### Условия задания
a - Какое издательство выпустило сборник «Портрет без сходства», если судить по отрывку о нем?
b - Продолжите отрывок о сборнике «Портрет без сходства», начав сразу после его последнего предложения.

### Данный отрывок
Жизнь Георгия Иванова. Документальное повествование - [96]
Портрет без сходства
Сборник выпустило парижское издательство «Рифма». «Окончание печатанием 30 апр. 1950 в Париже в типографии S. N. I. Е.». Стихи этой книги, за исключением четырех, перепечатаны в итоговом сборнике: Георгий Иванов. «1943-1958 Стихи».
Владимир Смоленский в несколько запоздавшем отклике «Возрождение». 1954, № 32, с 141), имея в виду заключающий цикл, «Rayon de Rayonne», разделил книгу на две части: «Первая Лермонтовски печальная, вторая, пропитанная гейневским ироническим ядом».
Еще больше запоздал с отзывом Владимир Вейдле, лишь в «Континенте» 1977 г. решив отдать должное своему (и Ходасевича) былому оппоненту. Говоря о «тоне» и «тембре» «Портрета без сходства», он заметил:
«…Вместо лиры Аполлона флейта Марсия, — с которого завистливый бог уже начал сдирать кожу…» ( № 11, с. 363).
Дальше Вейдле разъясняет свою аллегорию:
«Читая эти стихи, тогда, в 50-м году, я себе говорил: тут не риторике свернули шею, как того требовал Верлен, тут ее свернули самой поэзии. Или поэтичности только, одним только поэтизмам, которыми засажены сплошь те персидские „Сады", которыми полным-полны и „Розы"? Нет, точней будет сказать, что их автор шею свернул поэзии, своей собственной, прежде всего поэзии, ради другой, — и уже с помощью этой другой, более подлинно и куда более мучительно в нем самом укорененной» (там же, с. 364).

### Исходный фрагмент
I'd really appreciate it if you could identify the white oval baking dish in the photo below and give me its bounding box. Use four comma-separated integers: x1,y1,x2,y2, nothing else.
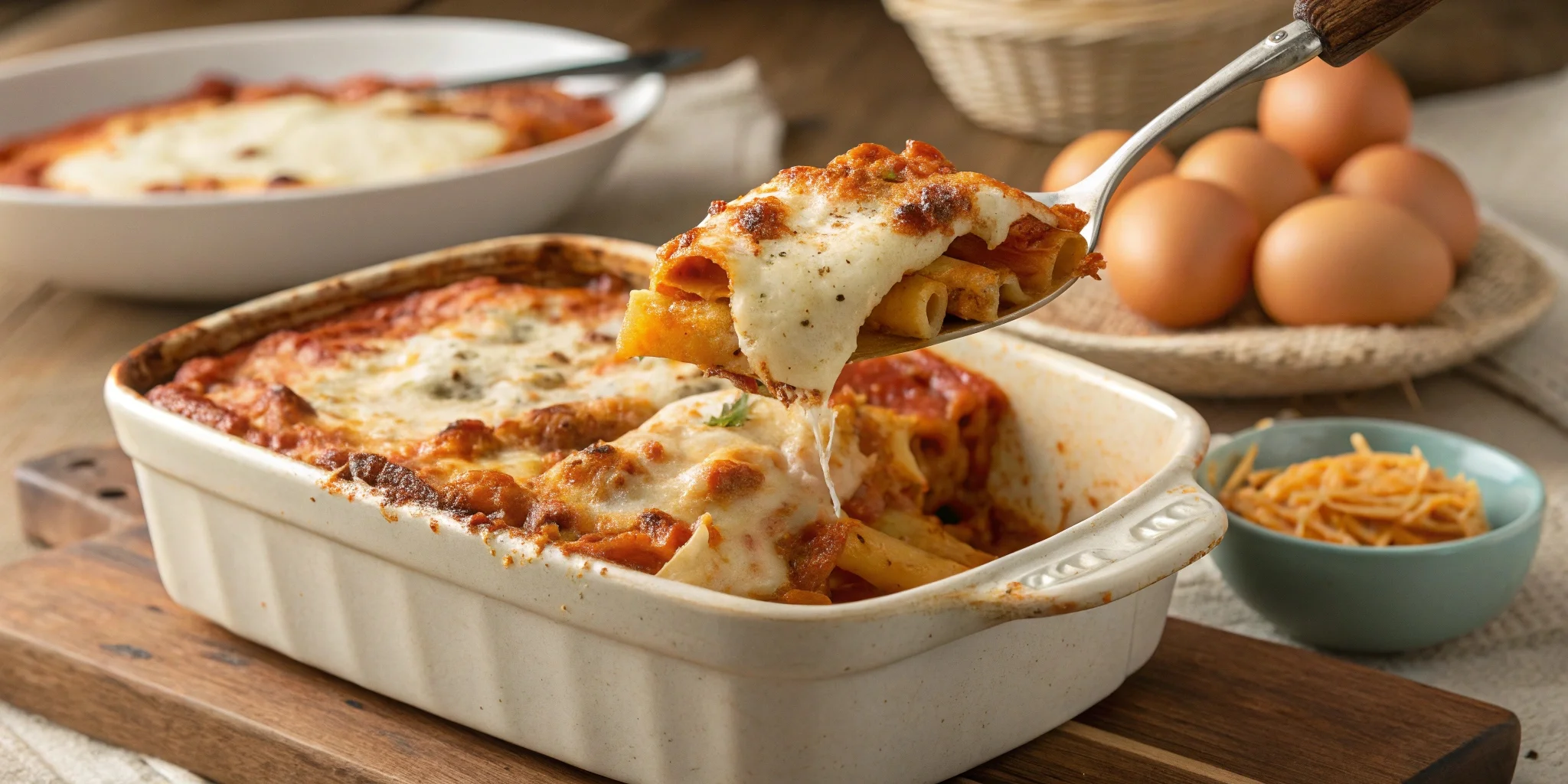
105,235,1224,784
0,15,665,302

### Письменные ответы
a - Сборник выпустило парижское издательство «Рифма».

b -
Тут Вейдле не выдерживает и переходит к издавна ценимому Ходасевичу: логика сравнений доходчивее логики прямого анализа. Говоря о прозаизации поздней манеры Георгия Иванова, он не сомневается, что она развилась у поэта под влиянием Ходасевича: «После смерти Ходасевича поэзия Георгия Иванова с его поэзией весьма заметно породнилась и тем самым, при всех отличиях, ее продолжила» (там же).
Первой на «Портрет без сходства» неожиданно — и неожиданно пышно — откликнулась Нина Берберова: «Положение Иванова среди современных ему поэтов настолько исключительное, что к книге его невозможно, да и несправедливо было бы подойти с точки зрения личной удачи поэта. На нее необходимо взглянуть как на звено в истории русской поэзии — в частности, ее периода последних шестидесяти лет. Этот период начался в 90-х годах прошлого века, «Портрет без сходства» завершает его; случилось так, что маленькая эта книжка становится последним вздохом почившего гиганта» («Русская мысль». 1950, 7 июля).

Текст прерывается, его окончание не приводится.